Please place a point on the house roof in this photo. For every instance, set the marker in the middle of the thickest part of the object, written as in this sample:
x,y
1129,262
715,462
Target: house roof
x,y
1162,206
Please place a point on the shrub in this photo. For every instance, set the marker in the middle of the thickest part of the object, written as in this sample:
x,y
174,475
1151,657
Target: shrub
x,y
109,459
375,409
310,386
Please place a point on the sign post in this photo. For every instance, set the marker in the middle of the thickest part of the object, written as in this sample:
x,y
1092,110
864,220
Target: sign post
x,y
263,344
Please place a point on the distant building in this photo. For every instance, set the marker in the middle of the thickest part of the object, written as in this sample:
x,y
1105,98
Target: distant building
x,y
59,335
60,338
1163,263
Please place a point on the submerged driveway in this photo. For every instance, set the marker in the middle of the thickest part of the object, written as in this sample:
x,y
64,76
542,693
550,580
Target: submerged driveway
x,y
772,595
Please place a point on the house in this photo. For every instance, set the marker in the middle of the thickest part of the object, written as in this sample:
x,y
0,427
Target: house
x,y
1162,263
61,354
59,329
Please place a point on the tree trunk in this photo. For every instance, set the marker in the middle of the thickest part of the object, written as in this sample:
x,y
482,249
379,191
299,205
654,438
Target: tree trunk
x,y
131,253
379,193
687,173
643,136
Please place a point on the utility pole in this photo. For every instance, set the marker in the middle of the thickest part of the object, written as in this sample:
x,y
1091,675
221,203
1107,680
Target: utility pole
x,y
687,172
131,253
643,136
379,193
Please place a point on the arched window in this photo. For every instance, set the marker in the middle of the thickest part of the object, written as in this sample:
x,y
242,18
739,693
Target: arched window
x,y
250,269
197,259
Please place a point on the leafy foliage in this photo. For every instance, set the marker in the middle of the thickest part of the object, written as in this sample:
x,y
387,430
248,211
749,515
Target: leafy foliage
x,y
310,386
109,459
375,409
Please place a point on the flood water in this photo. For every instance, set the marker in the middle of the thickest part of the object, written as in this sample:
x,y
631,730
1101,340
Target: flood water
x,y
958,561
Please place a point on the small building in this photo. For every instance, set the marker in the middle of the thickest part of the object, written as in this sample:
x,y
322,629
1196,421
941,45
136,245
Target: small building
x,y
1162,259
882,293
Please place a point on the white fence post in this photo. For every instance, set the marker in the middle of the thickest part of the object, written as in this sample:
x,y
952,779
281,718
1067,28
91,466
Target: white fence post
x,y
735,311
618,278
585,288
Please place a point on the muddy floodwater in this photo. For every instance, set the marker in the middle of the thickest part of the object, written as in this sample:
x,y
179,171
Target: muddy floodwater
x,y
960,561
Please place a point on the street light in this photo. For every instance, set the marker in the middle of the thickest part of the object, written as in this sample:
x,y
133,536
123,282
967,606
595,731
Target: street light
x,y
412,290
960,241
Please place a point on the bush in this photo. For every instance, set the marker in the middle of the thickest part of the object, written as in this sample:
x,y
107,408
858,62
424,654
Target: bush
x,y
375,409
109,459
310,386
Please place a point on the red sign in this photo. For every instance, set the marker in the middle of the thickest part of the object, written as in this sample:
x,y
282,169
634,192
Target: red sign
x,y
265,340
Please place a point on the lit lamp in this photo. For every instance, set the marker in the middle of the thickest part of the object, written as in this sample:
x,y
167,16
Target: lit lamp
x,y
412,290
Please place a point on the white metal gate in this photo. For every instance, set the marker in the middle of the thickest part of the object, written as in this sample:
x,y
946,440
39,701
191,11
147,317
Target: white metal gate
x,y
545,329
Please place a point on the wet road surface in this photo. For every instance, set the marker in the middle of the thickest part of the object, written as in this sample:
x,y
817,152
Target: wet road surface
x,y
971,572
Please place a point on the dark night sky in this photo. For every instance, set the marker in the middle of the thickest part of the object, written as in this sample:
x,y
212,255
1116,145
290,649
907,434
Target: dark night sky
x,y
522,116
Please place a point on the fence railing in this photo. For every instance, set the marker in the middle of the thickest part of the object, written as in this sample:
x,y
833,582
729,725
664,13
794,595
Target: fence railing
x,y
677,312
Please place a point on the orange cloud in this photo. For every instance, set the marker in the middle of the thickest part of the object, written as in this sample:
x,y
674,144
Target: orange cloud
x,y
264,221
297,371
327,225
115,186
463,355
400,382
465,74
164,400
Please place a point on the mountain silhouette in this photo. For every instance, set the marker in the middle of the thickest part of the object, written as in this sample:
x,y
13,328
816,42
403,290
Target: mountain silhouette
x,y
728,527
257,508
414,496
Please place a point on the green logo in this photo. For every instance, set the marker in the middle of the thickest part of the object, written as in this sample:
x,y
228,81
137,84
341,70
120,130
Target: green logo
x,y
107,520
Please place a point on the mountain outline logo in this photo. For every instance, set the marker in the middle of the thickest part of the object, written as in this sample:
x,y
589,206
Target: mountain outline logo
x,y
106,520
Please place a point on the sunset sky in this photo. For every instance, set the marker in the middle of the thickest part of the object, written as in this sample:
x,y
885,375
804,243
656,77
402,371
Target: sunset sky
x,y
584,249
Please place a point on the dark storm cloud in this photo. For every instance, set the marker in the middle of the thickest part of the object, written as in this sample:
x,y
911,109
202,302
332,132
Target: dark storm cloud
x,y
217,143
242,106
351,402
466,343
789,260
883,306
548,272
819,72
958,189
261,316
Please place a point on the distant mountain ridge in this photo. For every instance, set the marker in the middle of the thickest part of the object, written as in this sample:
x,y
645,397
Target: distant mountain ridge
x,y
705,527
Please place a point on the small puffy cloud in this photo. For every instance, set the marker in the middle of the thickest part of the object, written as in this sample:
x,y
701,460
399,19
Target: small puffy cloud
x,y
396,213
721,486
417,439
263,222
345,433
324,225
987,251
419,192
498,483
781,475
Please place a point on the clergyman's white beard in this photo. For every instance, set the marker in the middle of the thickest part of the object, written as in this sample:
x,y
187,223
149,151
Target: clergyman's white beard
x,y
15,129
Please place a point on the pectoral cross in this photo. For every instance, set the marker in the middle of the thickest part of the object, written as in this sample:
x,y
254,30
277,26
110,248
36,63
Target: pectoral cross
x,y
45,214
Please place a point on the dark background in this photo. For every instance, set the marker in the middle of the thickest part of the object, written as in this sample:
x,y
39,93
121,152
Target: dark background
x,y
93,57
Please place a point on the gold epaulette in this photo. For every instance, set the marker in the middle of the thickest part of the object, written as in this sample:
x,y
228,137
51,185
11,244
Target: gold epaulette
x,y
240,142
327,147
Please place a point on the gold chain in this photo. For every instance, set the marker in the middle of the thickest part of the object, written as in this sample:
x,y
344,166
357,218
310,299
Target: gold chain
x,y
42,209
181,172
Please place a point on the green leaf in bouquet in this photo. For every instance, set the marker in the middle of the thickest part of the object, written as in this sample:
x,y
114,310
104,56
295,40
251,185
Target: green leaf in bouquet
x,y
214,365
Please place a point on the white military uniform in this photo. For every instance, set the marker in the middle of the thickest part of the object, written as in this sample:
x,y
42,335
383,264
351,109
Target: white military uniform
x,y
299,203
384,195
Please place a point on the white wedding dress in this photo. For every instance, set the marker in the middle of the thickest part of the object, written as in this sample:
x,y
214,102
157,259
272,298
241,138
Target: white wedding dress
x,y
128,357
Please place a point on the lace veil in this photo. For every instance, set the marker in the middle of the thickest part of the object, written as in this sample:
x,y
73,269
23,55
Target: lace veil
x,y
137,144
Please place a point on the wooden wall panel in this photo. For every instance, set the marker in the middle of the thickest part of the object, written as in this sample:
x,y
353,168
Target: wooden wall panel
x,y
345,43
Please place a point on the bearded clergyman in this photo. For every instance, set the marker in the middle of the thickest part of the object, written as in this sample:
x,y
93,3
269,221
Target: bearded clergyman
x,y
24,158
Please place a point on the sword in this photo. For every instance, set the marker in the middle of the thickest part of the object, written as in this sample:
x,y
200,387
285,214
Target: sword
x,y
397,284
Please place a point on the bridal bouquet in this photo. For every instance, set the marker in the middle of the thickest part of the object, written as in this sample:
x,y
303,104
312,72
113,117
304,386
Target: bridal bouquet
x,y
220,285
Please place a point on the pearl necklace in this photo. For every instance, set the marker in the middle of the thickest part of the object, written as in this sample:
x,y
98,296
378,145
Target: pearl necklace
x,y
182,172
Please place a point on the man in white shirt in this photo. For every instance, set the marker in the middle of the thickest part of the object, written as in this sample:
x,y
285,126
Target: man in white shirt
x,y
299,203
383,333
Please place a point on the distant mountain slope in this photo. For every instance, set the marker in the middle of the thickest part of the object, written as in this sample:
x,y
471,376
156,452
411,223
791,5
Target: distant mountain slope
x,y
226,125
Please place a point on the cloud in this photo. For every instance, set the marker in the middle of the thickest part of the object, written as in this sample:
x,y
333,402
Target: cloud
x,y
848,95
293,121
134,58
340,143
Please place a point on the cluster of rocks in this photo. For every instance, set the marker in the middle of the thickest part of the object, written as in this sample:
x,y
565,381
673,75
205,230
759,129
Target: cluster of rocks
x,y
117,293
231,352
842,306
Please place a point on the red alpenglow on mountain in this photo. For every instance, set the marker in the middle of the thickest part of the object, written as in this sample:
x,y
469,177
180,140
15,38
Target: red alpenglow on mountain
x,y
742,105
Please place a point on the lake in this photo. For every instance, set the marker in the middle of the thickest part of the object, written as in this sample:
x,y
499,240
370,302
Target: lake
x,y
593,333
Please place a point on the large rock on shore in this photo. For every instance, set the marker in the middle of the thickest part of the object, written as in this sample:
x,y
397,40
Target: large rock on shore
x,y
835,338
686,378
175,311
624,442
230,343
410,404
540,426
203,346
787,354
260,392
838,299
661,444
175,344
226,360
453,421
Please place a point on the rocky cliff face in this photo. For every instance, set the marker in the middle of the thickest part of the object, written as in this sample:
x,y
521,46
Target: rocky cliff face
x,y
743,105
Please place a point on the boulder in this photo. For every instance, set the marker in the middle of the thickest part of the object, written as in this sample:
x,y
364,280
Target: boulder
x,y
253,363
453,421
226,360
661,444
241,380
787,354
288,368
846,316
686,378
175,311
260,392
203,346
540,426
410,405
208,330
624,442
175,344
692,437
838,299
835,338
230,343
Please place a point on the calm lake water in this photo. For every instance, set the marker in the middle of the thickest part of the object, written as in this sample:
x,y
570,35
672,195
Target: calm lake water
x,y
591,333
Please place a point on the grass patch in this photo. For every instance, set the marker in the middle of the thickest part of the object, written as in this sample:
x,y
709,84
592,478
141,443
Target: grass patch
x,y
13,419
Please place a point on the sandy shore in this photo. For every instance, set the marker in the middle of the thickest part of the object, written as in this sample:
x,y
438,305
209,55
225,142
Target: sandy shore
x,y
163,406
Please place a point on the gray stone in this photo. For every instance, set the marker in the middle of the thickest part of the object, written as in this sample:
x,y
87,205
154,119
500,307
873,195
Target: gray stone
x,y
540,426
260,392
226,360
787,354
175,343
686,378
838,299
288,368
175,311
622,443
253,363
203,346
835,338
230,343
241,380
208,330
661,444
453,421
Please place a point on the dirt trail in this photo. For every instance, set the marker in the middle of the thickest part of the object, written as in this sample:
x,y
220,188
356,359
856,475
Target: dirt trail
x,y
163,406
_ _ _ _
→ **Problem details**
Repeat each line, unchanged, from the line that contains "Target: grass patch" to the end of the listing above.

→ **Task solution**
Target: grass patch
x,y
13,419
Please place a point on the sandy shore in this photo. For every instance, set the marker in the middle of the thickest part of the object, written as in this sample:
x,y
438,305
209,55
225,142
Target: sandy shore
x,y
163,406
Please place a point on the gray stone in this photo. For every instance, set the marker in the middle of the thickest part of the object, written as in this sample:
x,y
87,205
154,119
500,307
873,195
Target: gray stone
x,y
540,426
260,392
226,360
787,354
175,343
686,378
838,299
288,368
175,311
622,443
253,363
203,346
835,338
230,343
241,380
208,330
661,444
453,421
Please place a point on the dirt trail in this photo. For every instance, set the marker in the middle of the thickest part of the object, written as in this sample:
x,y
220,188
356,359
856,475
Target: dirt trail
x,y
163,406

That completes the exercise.